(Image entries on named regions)

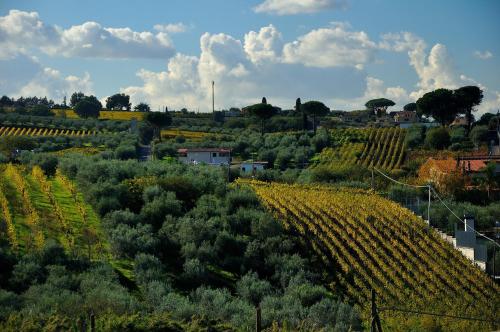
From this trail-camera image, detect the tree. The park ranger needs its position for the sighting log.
[144,112,172,141]
[71,96,102,119]
[454,85,483,135]
[134,103,151,112]
[244,103,276,135]
[106,93,130,111]
[425,127,451,150]
[365,98,396,117]
[30,105,54,116]
[470,126,488,146]
[417,89,458,127]
[0,96,14,107]
[300,100,330,134]
[69,91,85,107]
[403,103,417,112]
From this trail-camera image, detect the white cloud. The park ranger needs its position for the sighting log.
[153,22,189,34]
[0,55,92,102]
[0,10,179,59]
[0,9,60,59]
[379,32,499,115]
[283,22,377,69]
[122,54,202,109]
[244,24,283,62]
[254,0,347,15]
[474,50,493,60]
[122,26,365,111]
[333,76,411,110]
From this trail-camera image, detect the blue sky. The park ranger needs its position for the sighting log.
[0,0,500,112]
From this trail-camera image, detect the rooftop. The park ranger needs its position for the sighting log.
[177,148,231,153]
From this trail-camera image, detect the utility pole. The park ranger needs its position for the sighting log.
[427,185,431,226]
[255,305,262,332]
[370,289,382,332]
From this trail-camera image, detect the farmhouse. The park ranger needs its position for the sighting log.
[394,111,417,123]
[177,148,231,165]
[240,160,267,174]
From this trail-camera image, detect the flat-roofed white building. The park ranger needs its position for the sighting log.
[177,148,231,165]
[240,160,267,174]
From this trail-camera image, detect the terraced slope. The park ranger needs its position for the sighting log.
[0,126,97,137]
[318,128,406,170]
[0,164,107,258]
[240,181,500,331]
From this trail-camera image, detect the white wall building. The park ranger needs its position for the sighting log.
[240,160,267,174]
[177,148,231,165]
[452,216,487,271]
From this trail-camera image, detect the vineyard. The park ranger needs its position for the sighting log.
[0,164,106,256]
[317,128,405,170]
[239,180,500,331]
[161,129,210,141]
[0,127,96,137]
[52,109,146,121]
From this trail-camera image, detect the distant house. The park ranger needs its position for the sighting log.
[240,160,267,174]
[438,215,488,271]
[394,111,418,123]
[177,148,231,165]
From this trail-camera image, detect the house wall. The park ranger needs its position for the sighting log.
[240,163,264,173]
[179,151,230,164]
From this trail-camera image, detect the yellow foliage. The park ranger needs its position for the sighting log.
[237,180,500,330]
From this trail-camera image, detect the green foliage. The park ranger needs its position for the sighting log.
[134,103,151,112]
[106,93,130,111]
[403,103,417,112]
[405,125,425,149]
[300,100,330,133]
[454,86,483,131]
[243,102,276,135]
[417,89,458,126]
[470,126,489,146]
[69,92,85,107]
[425,127,451,150]
[30,105,54,116]
[236,273,272,306]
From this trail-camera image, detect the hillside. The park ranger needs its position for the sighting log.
[239,181,500,331]
[317,128,406,170]
[0,164,107,258]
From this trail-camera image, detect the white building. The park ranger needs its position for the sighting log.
[177,148,231,165]
[452,216,487,271]
[240,160,267,174]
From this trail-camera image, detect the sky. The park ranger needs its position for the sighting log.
[0,0,500,114]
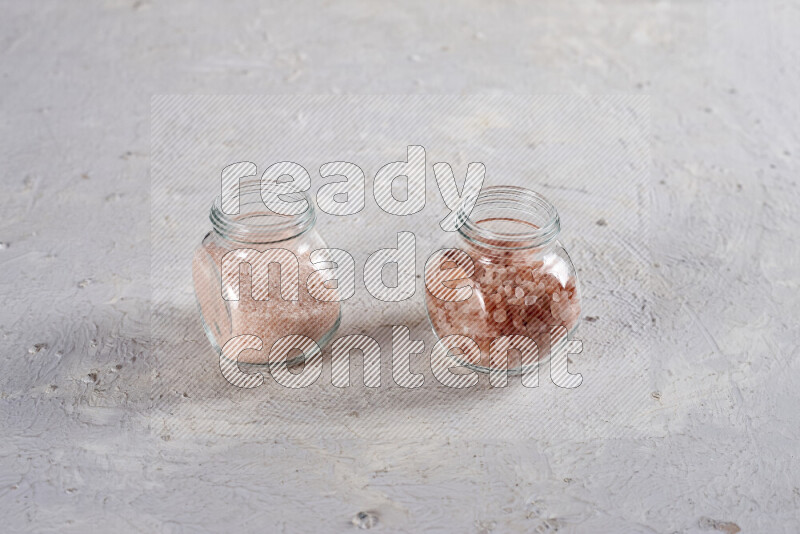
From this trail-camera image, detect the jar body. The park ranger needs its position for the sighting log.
[197,220,341,365]
[425,188,581,373]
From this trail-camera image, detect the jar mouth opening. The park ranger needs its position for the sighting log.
[209,180,316,244]
[458,185,561,249]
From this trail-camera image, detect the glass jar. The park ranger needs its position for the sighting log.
[197,180,341,365]
[425,186,581,374]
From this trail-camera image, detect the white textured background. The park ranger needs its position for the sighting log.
[0,0,800,533]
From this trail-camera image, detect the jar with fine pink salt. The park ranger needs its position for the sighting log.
[197,180,340,365]
[425,186,581,373]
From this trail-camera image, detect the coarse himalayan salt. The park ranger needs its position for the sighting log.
[425,228,581,369]
[197,238,340,364]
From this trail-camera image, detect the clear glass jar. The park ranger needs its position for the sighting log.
[197,180,341,365]
[425,186,581,373]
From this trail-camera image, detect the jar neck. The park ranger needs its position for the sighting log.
[458,186,561,253]
[209,180,317,244]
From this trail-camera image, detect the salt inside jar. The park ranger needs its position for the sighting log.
[197,180,340,365]
[425,186,581,373]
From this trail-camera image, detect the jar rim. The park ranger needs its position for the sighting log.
[209,180,317,244]
[457,185,561,249]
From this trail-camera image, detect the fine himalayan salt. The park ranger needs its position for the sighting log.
[197,238,340,364]
[425,237,581,369]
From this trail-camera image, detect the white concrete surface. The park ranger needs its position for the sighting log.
[0,0,800,533]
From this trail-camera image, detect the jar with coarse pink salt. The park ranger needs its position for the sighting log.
[425,186,581,374]
[197,180,340,365]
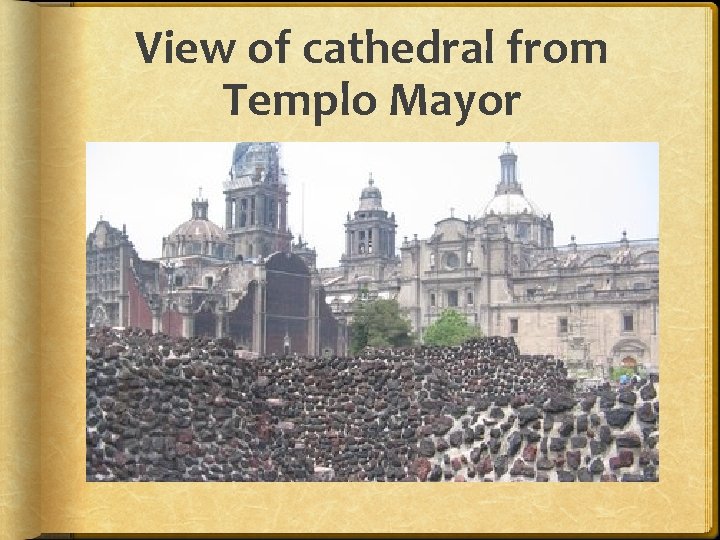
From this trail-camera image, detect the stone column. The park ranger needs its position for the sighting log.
[225,195,233,229]
[215,304,227,338]
[150,297,162,334]
[252,281,265,355]
[180,297,194,338]
[118,294,130,327]
[308,280,320,355]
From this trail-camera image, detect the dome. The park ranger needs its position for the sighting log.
[170,219,229,242]
[484,193,542,216]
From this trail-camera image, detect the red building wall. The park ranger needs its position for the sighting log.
[161,310,182,337]
[127,272,152,330]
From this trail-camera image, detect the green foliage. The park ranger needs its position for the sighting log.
[350,299,413,354]
[424,309,482,346]
[610,366,636,381]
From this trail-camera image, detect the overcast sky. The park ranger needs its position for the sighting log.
[86,142,659,267]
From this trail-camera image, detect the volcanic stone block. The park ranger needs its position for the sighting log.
[615,431,642,448]
[618,390,637,405]
[570,435,587,448]
[493,456,507,476]
[598,426,613,444]
[517,405,542,426]
[640,383,657,401]
[535,457,555,471]
[637,401,657,424]
[565,450,582,469]
[558,419,575,437]
[550,437,567,452]
[419,439,435,457]
[507,431,522,456]
[448,430,463,448]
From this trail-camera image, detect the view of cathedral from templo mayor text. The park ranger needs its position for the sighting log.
[87,142,659,377]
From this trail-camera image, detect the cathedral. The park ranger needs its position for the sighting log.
[86,143,659,378]
[86,143,346,355]
[320,143,659,378]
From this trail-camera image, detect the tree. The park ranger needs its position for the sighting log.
[424,309,482,346]
[350,299,413,354]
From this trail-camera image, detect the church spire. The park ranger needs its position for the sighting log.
[495,142,522,195]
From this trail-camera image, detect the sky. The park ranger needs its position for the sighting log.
[86,142,659,267]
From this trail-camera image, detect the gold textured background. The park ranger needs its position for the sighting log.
[0,1,40,538]
[16,3,712,533]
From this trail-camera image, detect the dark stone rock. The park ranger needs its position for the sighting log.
[463,427,475,444]
[510,459,525,476]
[520,429,542,443]
[640,383,657,401]
[493,456,507,476]
[637,401,657,424]
[590,440,607,456]
[643,465,658,482]
[448,430,463,448]
[550,437,567,452]
[522,444,537,462]
[578,467,593,482]
[428,465,442,482]
[488,439,502,454]
[488,407,505,420]
[570,435,587,448]
[507,431,522,456]
[535,457,555,471]
[598,426,613,444]
[543,394,575,413]
[435,437,450,452]
[618,390,637,405]
[565,450,581,469]
[605,409,635,428]
[615,431,642,448]
[517,405,542,426]
[590,458,605,474]
[575,414,588,433]
[599,390,617,409]
[477,456,493,476]
[418,439,435,457]
[580,395,597,413]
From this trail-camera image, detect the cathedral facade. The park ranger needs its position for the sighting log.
[86,143,659,377]
[86,143,345,355]
[321,143,659,377]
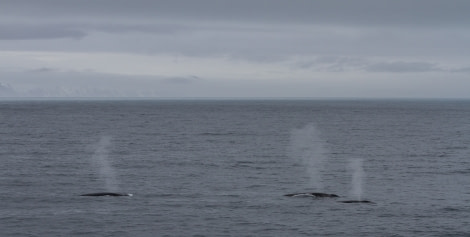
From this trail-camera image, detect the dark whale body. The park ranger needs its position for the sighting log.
[80,192,132,197]
[284,193,339,198]
[339,200,374,204]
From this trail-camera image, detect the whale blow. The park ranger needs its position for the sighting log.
[284,193,339,198]
[80,192,132,197]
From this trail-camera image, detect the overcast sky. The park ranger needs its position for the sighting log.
[0,0,470,98]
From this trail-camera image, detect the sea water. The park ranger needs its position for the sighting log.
[0,100,470,236]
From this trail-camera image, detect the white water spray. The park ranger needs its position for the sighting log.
[349,159,365,201]
[289,124,326,191]
[92,136,119,192]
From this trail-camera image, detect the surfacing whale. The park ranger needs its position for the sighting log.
[80,192,132,197]
[284,193,339,198]
[338,200,375,204]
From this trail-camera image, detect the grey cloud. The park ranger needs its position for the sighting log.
[0,83,18,97]
[0,68,204,97]
[365,62,443,73]
[163,76,201,84]
[5,0,470,27]
[294,55,367,72]
[0,24,86,40]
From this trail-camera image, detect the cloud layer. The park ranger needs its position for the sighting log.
[0,0,470,97]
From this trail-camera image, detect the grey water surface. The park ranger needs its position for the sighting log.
[0,100,470,236]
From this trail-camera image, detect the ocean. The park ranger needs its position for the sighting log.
[0,100,470,236]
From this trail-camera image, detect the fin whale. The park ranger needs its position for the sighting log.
[80,192,132,197]
[284,193,339,198]
[338,200,375,204]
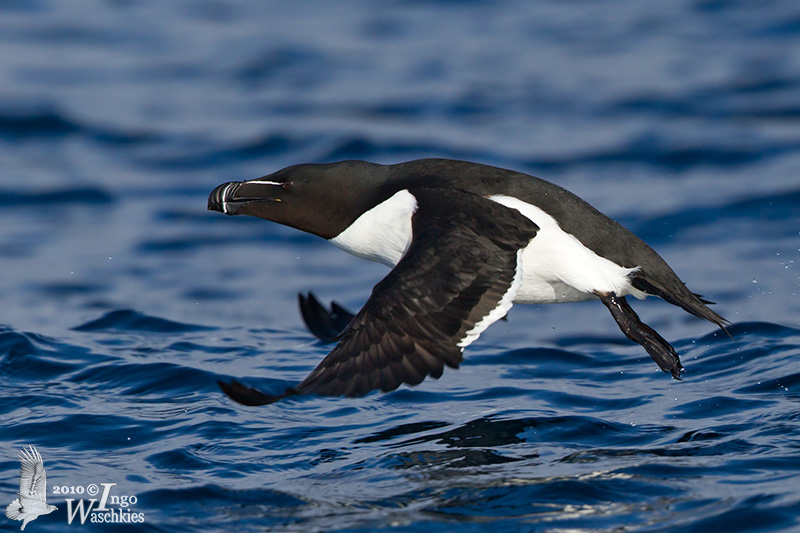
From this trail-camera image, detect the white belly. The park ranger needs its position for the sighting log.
[489,195,644,303]
[331,190,645,304]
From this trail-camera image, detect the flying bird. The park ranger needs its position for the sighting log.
[6,446,57,531]
[208,159,728,405]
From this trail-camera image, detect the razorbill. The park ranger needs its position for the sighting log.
[208,159,727,405]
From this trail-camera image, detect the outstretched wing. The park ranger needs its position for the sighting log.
[17,446,47,505]
[220,189,539,405]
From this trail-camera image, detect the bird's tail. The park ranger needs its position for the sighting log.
[633,276,730,332]
[6,498,22,520]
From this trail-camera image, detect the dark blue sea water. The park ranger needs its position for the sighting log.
[0,0,800,533]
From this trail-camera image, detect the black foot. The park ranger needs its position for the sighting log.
[598,292,683,379]
[297,292,354,342]
[217,381,297,405]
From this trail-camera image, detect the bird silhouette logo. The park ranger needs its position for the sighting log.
[6,446,57,530]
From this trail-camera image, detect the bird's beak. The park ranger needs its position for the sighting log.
[208,181,281,215]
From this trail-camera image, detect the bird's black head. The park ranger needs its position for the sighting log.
[208,161,396,239]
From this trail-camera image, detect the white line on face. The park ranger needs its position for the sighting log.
[243,180,283,186]
[222,182,238,215]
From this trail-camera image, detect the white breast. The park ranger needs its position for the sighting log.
[489,195,644,303]
[330,189,417,267]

> YOUR TASK:
Rescale the records from the line with "From this trail-camera image, detect the blue" to the line with "[177,148,231,153]", writing out every line again, requests included. Multiply each box coordinate by 0.6 and round it to a whole number, with halves rounding up.

> COMPLETE ANSWER:
From this trail-camera image, detect the blue sky. The park ranger needs its position for the sighting log.
[0,0,300,67]
From this trail-camera image, detect the rooftop. The park ranger needs its position for the sighting log.
[106,89,139,92]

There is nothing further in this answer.